**The problem**
Count the lines in the rows below that contain the word "bird". Reply with that number alone.

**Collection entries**
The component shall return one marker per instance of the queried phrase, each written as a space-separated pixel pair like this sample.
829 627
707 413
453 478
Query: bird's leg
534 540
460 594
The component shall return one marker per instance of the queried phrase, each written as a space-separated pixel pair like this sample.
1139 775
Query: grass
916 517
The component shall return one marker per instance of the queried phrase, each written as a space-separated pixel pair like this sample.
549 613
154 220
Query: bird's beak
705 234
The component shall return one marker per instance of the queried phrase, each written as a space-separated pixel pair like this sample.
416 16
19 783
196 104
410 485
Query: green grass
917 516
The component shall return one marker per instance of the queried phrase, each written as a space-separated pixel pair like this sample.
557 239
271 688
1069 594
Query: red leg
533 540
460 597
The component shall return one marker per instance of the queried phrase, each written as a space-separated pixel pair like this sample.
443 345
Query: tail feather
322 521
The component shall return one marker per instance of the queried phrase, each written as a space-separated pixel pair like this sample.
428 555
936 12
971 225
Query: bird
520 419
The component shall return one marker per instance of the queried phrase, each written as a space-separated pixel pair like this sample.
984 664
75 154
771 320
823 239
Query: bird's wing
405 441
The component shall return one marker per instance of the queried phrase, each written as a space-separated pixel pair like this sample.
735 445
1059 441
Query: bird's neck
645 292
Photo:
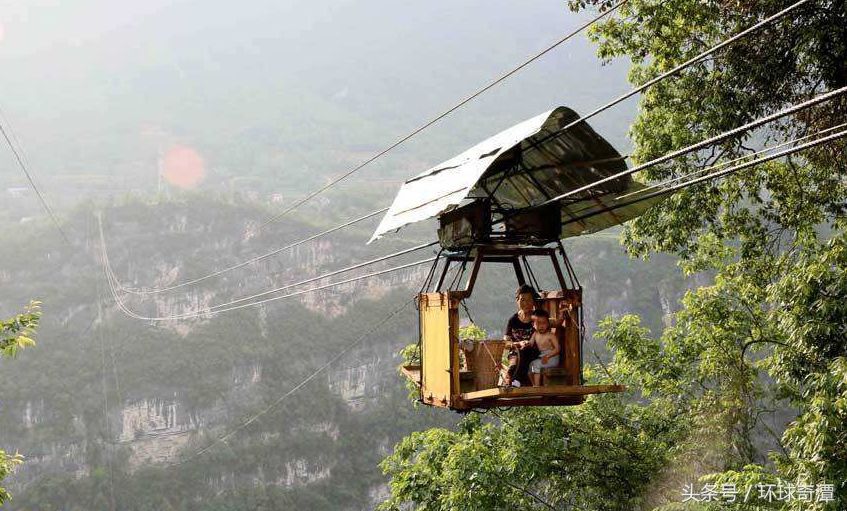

**Correct answer**
5